• _Directions for this task_: Drop all pictures and repeat exactly the lines from the line holding "the metal roof building" through the end of the records.

Recorded data
☆ ☆ ☆ ☆

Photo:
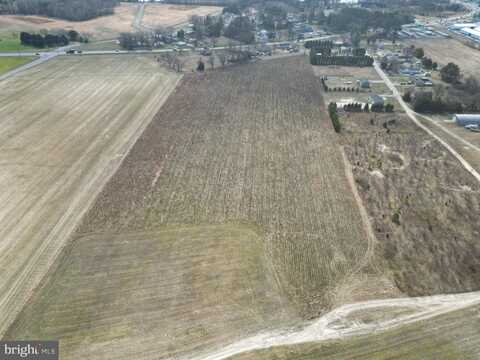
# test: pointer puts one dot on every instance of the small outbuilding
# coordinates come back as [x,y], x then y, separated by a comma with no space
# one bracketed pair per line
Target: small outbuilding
[364,84]
[466,119]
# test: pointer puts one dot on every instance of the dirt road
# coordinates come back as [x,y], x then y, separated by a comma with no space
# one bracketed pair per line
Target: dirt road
[413,115]
[66,126]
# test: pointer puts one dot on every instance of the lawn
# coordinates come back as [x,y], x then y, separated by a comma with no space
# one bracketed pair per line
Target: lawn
[9,63]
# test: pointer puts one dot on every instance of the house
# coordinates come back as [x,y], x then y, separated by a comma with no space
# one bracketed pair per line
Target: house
[375,100]
[466,119]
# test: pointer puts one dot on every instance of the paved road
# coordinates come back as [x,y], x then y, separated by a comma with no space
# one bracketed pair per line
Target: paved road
[413,115]
[43,57]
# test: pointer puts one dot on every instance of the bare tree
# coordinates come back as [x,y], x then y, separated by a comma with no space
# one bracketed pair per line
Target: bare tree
[222,58]
[211,61]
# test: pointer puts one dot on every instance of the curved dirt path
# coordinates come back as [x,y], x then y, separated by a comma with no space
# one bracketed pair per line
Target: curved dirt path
[335,325]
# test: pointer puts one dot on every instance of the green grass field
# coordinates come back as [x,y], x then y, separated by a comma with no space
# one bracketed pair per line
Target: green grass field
[10,41]
[452,336]
[110,291]
[9,63]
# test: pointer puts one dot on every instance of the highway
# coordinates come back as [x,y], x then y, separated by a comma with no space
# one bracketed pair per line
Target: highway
[413,115]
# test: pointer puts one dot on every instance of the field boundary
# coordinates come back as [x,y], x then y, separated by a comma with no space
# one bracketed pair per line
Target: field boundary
[28,280]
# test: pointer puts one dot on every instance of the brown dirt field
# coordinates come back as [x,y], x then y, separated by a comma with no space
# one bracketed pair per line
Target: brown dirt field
[422,203]
[66,125]
[471,153]
[240,146]
[175,291]
[444,51]
[276,168]
[105,27]
[173,15]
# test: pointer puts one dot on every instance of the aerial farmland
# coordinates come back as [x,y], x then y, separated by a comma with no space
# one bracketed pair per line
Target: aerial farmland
[174,178]
[65,128]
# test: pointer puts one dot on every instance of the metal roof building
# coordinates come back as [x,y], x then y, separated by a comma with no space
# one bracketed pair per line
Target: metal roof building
[467,119]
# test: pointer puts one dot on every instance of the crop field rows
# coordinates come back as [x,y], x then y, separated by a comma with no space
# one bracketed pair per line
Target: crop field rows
[66,125]
[278,167]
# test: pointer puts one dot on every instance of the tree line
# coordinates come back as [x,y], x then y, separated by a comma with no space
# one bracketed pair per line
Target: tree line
[74,10]
[319,59]
[332,111]
[41,41]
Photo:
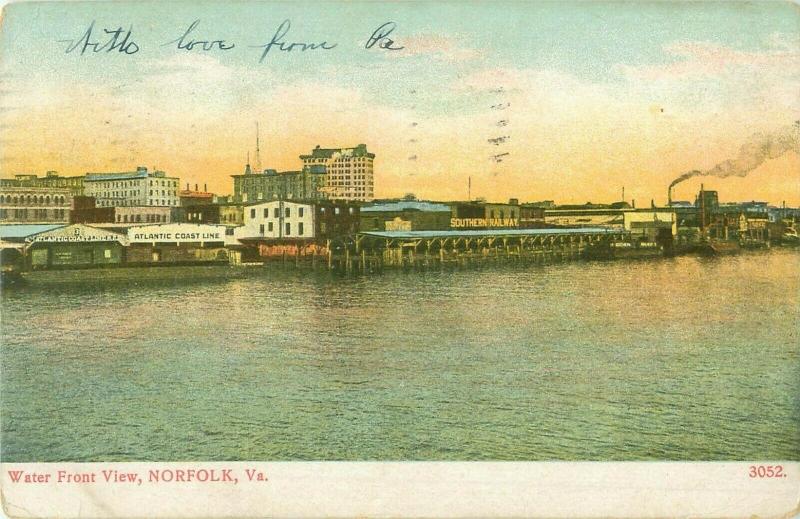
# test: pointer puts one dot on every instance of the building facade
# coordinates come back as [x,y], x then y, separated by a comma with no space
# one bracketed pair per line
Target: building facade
[407,215]
[483,215]
[35,205]
[306,184]
[276,220]
[50,180]
[350,174]
[132,188]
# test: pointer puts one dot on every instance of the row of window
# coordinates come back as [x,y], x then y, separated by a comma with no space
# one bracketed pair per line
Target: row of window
[288,228]
[138,218]
[287,212]
[33,199]
[35,215]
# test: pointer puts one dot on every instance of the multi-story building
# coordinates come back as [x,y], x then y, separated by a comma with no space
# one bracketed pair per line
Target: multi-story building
[306,184]
[196,197]
[87,212]
[288,220]
[35,205]
[132,188]
[349,171]
[277,219]
[230,215]
[51,180]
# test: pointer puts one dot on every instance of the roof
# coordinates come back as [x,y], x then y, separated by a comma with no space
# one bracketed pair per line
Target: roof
[488,232]
[411,205]
[91,177]
[24,230]
[326,153]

☆ ☆ ☆ ☆

• _The output_:
# test: pointer puts one dot on every instance of the metal roof building
# coordinates come back as [x,y], x then y, separated by a comma with no space
# one bracketed pair per line
Target: metal roof building
[467,119]
# test: pointer puts one dot on every instance of the crop field rows
# coordinates come back as [x,y], x then y, separated by a comma with no space
# one bracketed pair per line
Target: crop field rows
[66,125]
[278,167]
# test: pointer puts one dot on every instance of the tree line
# coordinates come back as [x,y], x then y, separated by a comma with no space
# one bracketed pair per line
Target: tree line
[74,10]
[319,59]
[332,111]
[41,41]
Photo:
# test: pointer puts one dot on every instance of the building facade
# coordinates come back as [x,y], x then y, separated by a comma with no space
# one bracketed pair per line
Target: building facade
[407,215]
[483,215]
[35,205]
[306,184]
[276,220]
[50,180]
[350,174]
[132,188]
# test: pointer puts one dot on every instance of the row of window
# coordinates come back as [x,y], x then y, separated by a comma with no space
# one bracketed pair per line
Target: row of window
[288,228]
[138,218]
[287,212]
[33,199]
[35,215]
# test: pointer puts one dot on every instance of the multi-story building
# coordinates come back as [x,y], x then y, separated by a comma with no space
# one bracketed pair per line
Target: multi-story building
[306,184]
[196,197]
[87,212]
[288,220]
[35,205]
[132,188]
[349,171]
[277,219]
[230,215]
[51,180]
# test: pointer puts one dot on every instance of the roof
# coordinates come back as [x,y], x then y, separated by a comma with no space
# one bracketed pair per line
Target: roof
[488,232]
[411,205]
[91,177]
[24,230]
[326,153]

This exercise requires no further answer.